• **To do**: Count the lines below that contain the string "rocky", with case taken into account. Give only the number.

• **Material to process**:
>>>

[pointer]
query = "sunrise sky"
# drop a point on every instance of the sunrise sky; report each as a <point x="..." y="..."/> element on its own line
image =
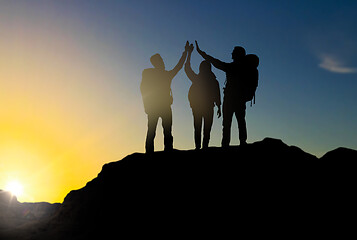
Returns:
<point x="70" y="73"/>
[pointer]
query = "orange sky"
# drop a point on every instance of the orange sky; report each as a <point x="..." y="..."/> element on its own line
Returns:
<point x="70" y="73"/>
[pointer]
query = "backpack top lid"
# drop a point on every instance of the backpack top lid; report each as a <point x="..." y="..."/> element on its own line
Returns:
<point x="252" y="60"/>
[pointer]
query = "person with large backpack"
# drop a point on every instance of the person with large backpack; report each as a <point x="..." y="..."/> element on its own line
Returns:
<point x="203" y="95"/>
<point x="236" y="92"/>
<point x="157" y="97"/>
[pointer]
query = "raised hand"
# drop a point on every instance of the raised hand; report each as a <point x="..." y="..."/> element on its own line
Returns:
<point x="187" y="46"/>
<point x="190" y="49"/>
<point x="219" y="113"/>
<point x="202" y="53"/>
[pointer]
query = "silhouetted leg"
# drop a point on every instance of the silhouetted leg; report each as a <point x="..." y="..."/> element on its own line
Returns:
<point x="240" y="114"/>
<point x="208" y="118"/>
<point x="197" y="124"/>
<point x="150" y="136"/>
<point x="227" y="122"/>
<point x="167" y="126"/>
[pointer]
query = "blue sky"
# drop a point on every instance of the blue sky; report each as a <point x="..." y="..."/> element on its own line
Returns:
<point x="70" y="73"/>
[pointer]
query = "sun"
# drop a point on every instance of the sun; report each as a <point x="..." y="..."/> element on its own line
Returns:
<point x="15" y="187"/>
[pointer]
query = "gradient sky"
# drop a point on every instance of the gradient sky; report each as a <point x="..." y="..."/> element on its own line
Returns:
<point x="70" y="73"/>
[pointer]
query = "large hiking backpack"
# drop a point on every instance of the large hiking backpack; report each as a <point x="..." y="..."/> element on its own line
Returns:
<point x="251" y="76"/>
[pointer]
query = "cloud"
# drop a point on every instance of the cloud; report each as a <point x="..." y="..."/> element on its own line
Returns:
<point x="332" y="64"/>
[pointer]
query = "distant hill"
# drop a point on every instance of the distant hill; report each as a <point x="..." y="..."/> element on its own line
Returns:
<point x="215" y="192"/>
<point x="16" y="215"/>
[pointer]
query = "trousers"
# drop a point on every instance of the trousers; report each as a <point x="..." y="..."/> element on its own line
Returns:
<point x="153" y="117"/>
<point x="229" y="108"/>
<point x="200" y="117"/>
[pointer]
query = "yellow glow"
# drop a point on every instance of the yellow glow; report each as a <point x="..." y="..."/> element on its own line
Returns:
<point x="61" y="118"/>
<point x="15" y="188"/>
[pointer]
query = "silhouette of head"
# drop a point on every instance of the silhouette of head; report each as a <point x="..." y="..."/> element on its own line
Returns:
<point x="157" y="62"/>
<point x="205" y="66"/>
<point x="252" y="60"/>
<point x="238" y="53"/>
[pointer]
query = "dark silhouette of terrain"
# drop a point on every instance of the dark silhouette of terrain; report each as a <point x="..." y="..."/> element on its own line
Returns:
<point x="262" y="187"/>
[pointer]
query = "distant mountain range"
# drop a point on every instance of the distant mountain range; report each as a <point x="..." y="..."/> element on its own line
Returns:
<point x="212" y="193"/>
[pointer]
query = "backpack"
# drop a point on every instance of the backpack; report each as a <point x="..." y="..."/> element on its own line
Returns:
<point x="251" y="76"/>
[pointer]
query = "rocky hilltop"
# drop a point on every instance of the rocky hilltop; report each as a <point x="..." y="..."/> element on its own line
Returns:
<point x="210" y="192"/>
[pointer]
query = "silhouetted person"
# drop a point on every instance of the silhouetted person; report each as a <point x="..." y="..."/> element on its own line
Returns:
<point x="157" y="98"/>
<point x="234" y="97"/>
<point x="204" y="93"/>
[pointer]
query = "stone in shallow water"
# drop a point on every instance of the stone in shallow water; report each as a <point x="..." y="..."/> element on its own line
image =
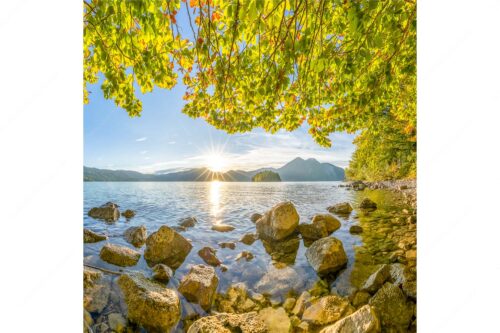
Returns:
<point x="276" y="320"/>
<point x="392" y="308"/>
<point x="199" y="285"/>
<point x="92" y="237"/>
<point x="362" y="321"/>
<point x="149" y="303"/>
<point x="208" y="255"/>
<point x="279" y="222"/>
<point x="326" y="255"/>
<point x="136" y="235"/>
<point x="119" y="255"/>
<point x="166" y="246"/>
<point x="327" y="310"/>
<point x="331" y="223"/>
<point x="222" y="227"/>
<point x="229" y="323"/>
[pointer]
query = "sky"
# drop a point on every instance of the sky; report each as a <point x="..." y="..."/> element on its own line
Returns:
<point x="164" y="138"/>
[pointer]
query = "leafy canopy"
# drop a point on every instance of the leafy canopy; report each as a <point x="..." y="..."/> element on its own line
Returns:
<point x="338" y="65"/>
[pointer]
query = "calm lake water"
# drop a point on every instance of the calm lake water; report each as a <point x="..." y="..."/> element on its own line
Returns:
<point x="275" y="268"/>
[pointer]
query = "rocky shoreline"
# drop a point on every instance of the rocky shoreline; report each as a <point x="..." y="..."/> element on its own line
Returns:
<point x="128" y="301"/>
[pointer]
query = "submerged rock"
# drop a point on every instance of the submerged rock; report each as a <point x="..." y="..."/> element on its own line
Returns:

<<<

• **Worked solution**: 4